## Start Exercise input

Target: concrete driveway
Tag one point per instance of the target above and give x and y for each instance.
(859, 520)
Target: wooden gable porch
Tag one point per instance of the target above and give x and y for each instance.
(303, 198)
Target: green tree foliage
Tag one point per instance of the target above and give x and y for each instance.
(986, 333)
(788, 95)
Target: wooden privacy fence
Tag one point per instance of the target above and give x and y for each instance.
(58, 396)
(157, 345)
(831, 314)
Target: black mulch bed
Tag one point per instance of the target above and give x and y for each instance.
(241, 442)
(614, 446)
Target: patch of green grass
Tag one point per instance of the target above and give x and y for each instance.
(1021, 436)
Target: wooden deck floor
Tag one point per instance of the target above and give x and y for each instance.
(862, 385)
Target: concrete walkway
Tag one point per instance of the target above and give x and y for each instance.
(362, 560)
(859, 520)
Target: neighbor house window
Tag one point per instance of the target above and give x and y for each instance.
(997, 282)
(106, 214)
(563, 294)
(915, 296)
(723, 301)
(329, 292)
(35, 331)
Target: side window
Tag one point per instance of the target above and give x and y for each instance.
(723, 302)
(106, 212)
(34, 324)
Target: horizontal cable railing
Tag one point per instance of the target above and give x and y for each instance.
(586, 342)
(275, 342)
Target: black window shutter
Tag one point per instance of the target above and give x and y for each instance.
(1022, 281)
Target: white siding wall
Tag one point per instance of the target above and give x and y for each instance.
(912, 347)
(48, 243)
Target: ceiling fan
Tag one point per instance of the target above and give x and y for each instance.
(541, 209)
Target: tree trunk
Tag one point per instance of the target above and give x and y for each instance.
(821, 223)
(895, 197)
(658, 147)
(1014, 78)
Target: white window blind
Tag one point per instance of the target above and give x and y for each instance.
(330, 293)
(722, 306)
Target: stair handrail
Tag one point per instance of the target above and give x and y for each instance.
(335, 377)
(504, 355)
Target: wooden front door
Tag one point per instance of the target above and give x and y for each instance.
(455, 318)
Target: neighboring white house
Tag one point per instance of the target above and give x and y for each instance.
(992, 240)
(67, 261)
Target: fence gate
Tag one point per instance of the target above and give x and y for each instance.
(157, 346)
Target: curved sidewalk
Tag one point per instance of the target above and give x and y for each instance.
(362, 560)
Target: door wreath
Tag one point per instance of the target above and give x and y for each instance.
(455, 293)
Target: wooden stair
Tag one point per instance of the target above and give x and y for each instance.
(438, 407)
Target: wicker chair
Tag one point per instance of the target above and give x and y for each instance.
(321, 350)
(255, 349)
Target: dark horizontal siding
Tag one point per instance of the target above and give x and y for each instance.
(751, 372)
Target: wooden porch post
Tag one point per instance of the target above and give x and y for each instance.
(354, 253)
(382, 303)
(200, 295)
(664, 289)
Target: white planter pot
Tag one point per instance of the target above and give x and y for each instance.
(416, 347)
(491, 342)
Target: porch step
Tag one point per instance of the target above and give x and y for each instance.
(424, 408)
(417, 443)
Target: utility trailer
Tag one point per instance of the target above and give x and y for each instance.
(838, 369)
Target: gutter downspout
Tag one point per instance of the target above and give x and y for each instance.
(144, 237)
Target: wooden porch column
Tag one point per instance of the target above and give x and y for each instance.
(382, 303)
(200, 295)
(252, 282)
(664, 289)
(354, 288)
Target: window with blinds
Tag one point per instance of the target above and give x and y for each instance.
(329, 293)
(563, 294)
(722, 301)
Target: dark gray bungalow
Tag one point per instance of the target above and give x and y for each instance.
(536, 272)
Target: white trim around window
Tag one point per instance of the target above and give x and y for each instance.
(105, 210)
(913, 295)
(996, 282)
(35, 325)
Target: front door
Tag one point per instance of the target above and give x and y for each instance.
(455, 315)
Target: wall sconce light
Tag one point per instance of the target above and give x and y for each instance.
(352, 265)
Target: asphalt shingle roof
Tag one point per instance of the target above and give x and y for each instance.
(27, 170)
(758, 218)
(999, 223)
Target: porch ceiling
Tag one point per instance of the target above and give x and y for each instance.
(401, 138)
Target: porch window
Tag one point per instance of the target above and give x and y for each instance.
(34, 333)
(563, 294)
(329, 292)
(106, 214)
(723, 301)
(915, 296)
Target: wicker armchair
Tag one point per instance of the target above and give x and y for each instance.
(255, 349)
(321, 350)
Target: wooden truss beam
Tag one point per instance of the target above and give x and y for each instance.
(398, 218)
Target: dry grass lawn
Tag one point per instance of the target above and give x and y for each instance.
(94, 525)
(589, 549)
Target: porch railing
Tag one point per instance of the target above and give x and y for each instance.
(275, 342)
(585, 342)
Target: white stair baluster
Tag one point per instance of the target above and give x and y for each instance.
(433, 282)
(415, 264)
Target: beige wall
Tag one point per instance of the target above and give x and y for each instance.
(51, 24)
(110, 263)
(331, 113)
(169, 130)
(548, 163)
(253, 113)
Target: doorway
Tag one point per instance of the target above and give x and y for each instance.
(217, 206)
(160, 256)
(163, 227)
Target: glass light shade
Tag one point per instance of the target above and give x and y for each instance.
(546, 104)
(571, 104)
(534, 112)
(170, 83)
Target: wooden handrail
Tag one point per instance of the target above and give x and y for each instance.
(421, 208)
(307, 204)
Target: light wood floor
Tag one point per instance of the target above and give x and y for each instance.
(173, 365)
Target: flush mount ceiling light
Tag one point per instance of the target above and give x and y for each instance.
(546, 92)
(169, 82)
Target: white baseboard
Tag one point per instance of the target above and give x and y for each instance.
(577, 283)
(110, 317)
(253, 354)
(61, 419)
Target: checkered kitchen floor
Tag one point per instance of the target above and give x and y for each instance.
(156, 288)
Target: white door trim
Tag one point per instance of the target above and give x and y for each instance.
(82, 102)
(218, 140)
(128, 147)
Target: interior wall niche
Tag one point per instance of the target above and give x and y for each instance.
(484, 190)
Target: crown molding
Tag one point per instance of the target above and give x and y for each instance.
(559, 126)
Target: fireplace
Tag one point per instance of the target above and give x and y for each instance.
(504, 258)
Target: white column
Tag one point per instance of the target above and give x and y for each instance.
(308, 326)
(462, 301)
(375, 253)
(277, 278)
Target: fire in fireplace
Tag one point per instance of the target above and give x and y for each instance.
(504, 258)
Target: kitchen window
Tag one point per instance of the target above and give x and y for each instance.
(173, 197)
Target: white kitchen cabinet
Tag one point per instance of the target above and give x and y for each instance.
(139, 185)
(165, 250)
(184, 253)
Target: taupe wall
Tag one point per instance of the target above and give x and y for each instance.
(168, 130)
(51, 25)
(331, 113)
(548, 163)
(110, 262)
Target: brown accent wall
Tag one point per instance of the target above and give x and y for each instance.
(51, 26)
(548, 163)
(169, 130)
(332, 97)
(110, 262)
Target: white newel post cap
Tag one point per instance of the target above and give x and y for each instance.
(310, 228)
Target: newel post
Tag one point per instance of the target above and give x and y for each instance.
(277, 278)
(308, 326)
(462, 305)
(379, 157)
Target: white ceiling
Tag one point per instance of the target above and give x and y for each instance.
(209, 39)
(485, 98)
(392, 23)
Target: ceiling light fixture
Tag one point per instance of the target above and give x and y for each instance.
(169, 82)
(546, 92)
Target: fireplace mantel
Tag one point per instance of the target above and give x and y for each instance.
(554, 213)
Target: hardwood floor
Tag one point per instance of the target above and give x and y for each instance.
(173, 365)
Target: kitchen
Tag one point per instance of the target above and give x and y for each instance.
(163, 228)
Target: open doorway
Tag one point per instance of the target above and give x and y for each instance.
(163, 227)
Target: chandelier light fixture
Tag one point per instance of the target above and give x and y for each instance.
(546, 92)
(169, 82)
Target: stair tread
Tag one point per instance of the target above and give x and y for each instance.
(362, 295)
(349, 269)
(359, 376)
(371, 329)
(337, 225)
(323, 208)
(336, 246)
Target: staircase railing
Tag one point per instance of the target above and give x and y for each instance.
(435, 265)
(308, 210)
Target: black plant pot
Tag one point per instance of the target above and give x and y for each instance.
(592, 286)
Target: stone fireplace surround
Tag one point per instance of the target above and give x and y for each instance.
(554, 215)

## End Exercise input
## Start Exercise input

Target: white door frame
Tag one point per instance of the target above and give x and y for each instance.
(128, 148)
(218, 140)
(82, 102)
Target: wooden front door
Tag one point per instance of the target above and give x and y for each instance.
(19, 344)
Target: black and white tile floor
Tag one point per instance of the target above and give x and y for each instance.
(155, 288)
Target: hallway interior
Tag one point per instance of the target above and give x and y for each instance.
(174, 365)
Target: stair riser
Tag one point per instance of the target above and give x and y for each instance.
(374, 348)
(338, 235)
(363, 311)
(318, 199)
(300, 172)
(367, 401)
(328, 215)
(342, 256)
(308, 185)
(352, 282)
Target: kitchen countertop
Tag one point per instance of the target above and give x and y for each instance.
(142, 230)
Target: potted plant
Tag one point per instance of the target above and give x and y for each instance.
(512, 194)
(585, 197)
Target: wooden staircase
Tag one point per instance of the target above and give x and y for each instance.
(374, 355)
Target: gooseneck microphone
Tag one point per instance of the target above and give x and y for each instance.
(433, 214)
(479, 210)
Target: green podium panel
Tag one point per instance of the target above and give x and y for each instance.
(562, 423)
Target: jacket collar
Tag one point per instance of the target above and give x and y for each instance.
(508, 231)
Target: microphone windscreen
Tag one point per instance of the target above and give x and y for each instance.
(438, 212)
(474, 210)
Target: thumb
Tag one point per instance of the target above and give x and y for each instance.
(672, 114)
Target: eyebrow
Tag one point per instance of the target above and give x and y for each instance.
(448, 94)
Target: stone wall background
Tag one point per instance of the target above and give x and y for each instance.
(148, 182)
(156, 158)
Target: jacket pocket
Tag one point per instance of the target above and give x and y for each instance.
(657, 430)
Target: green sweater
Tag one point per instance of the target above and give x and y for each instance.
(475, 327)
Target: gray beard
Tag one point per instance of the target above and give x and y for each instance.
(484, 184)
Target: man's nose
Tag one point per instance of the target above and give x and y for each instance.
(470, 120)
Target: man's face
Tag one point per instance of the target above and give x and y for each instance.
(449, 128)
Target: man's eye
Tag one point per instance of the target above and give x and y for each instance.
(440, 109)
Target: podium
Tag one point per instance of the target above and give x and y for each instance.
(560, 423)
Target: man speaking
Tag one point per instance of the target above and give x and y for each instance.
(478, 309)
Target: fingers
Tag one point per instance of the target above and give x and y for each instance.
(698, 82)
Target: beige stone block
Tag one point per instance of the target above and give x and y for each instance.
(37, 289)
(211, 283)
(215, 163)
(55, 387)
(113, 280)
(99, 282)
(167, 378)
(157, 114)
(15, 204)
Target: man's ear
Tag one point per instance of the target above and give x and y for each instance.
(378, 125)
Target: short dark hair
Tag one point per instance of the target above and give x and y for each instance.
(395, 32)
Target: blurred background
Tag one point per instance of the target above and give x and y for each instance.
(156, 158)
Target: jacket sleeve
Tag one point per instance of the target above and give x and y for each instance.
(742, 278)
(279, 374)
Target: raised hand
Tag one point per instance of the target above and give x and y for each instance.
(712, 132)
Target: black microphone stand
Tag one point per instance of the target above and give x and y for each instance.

## End Exercise input

Filter the entries above to every line that contains the string "wall", treating uppercase and lowercase as different.

Target: white siding wall
Target: wall sconce light
Target: beige wall
Target: interior wall niche
Target: taupe wall
Target: brown accent wall
Target: stone wall background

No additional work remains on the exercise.